*Document extract*:

<<<<

Navigating SKAdNetwork: Build Your Game’s Conversion Schema in 4 Easy Steps

Context

As Apple intensifies its efforts to safeguard user privacy, the challenge for game developers and publishers to understand in-game behavior of their acquired users escalates.

In response, Apple’s own SKAdNetwork (SKAN) attribution service enables publishers to track user activities from their marketing campaigns, albeit with reduced detail to protect user privacy.

Consider the impact on data granularity: instead of reporting exact user LTV like $0.68, SKAN provides a conversion value between 1 and 63. Publishers can then map each conversion value to specific LTV ranges*, creating what’s known as the SKAN conversion value schema.

Once the schema is defined:

• As the user plays the game, if their LTV falls within the range of a specific conversion value, this conversion value would be sent to Apple.
• Once this conversion value is returned from Apple, the publisher could use the predefined schema to convert it back to LTV — typically the LTV at the middle of the corresponding range.
• As a result, the LTV for each user is now an estimated value of their true LTV. Hence, the goal is to define a schema so that the estimated LTV is as close as possible to the real LTV of each user.

In the rest of the blog post below, I’ll show how you can create a SKAN conversion schema for your own game. This approach mirrors what we’ve successfully implemented at Homa, achieving an impressive 98% accuracy in estimating user LTV on iOS.

SKAN schema in image is not representative of the schema used at Homa

* Each conversion value can also be mapped to an in-app event, but mapping conversion value to LTV (typically LTV D0) is still quite common for games

Create SKAN schema from user LTV

To do this, you can start by obtaining LTV for each user in your game, from tools like Google Firebase or from your own Marketing Measurement Partner like Adjust or Appsflyer. For this example, I will randomly generate 100,000 user LTV from a Pareto distribution, which matches quite well with how user LTV tends to distribute for mobile games.

List of 100,000 randomly-generated user LTV

Plotting the total revenue generated from each LTV, we see that LTV around $2 contributes the largest revenue.

Distribution of revenue for each LTV

This brings us to the central principle when defining the LTV range for each conversion value:

The LTV range should be narrow around LTV that generates high revenue, so that LTV in this range are estimated as accurately as possible

For this distribution, then, the LTV range should be narrow around $2: say, $1.9 to $2, rather than $1.4 to $2.6. Thus, every LTV between $1.9 to $2 will be estimated with a value of $1.95 (the middle of the range), which in turns matches quite well with the true LTV.

A straightforward way to satisfy this principle is by dividing the revenue distribution into 63 equal areas, one for each conversion value. This ensures that LTV that generates high revenue (large height) will have a narrow range (small width), while LTV that generates low revenue (small height) will have a wide range (large width).

Each conversion value = 1.6% of total area under the revenue curve

Mathematically, this means that the area for each conversion value will occupy 100%/63 = 1.6% of the area under the revenue curve, with:

• Conversion value 1: 0% to 1.6% of total area (from the left)

>>>>

*Dataset excerpt*:
<<<<

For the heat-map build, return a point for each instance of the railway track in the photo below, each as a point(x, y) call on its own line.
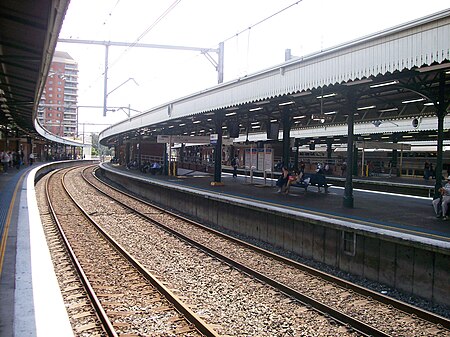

>>>>

*The tasks*:
a. Decide whether each of the following statements agrees with the guide to building a SKAN conversion schema, answering yes or no and quoting the guide's exact words that settle it. (i) SKAN reports a conversion value between 1 and 63 instead of an exact user LTV. (ii) The example generates 100,000 user LTV values from a normal distribution. (iii) The LTV range should be wide around LTV that generates high revenue.
b. Write the next part of the guide to building a SKAN conversion schema, starting right after its final line.

*Responses to the exercise*:
a.
(i) Yes: "SKAN provides a conversion value between 1 and 63"
(ii) No: "I will randomly generate 100,000 user LTV from a Pareto distribution"
(iii) No: "The LTV range should be narrow around LTV that generates high revenue"

b.
• Conversion value 2: 1.6% to 3.2% of total area, and so on …
• Conversion value 63: 98.4% to 100% of total area

Showcase SKAN schema creation with code

Implementing this strategy turns out to be quite simple, which I will demonstrate using SQL code for the following steps:

1.Total how much revenue are generated for each value of LTV. For simplicity, each LTV is rounded to 1 decimal place, resulting in 376 unique LTV values and their corresponding revenue. This is much smaller compared to the list of 100,000 user-level LTV that we started with, which allows us to quickly compute our conversion value schema even when scaled to millions of users.

revenue_by_ltv: Calculate total revenue for each LTV

2. Calculate the revenue percentile for each LTV i.e. how many percent of our total revenue is contributed by values at or below the given LTV. This is done by calculating the cumulative revenue for each LTV, and divide it by the total revenue.

revenue_percentiles: Calculate revenue percentile for each LTV

3. Convert revenue percentiles to conversion values by dividing each percentile by 1.6% (100/63). This will tell us how many multiples of the “1.6% of total area” that percentile of the LTV will have, which corresponds to the conversion value this LTV belongs to.

conversion_value_by_ltv: Convert each revenue percentile into conversion value

4.Find the average LTV for each conversion value. This is done by first finding the minimum & maximum LTV for each conversion value, from which the average LTV is taken as the middle between these two values. This average LTV can then be used to convert each conversion value back to its corresponding LTV.

conversion_value_schema: Find maximum, minimum & average LTV for each conversion value

Evaluate accuracy of SKAN schema

To evaluate the accuracy of this conversion value schema, we can apply it to a new set of 100,000 user LTV randomly generated from the same Pareto distribution. This is done via the following steps:

1. Convert each LTV into a corresponding conversion value if the LTV falls within the LTV range of that conversion value. If the LTV is higher than the maximum LTV across all ranges ($94 in this example), it will be converted to the highest conversion value of 63, given that SKAN reports the highest conversion value available for each user.
2. Convert the conversion value back to the average LTV of that conversion value.
3. Calculate the difference between the true LTV (from step 1) and the average LTV (from step 2). This is the estimation error of user LTV from the SKAN schema.

Turns out, our schema can estimate the user LTV extremely well: it is around 97% accurate when predicting LTV at user-level, and more than 99% accurate overall!

Evaluate user-level & overall accuracy of schema on new users (100,000 randomly-generated LTV)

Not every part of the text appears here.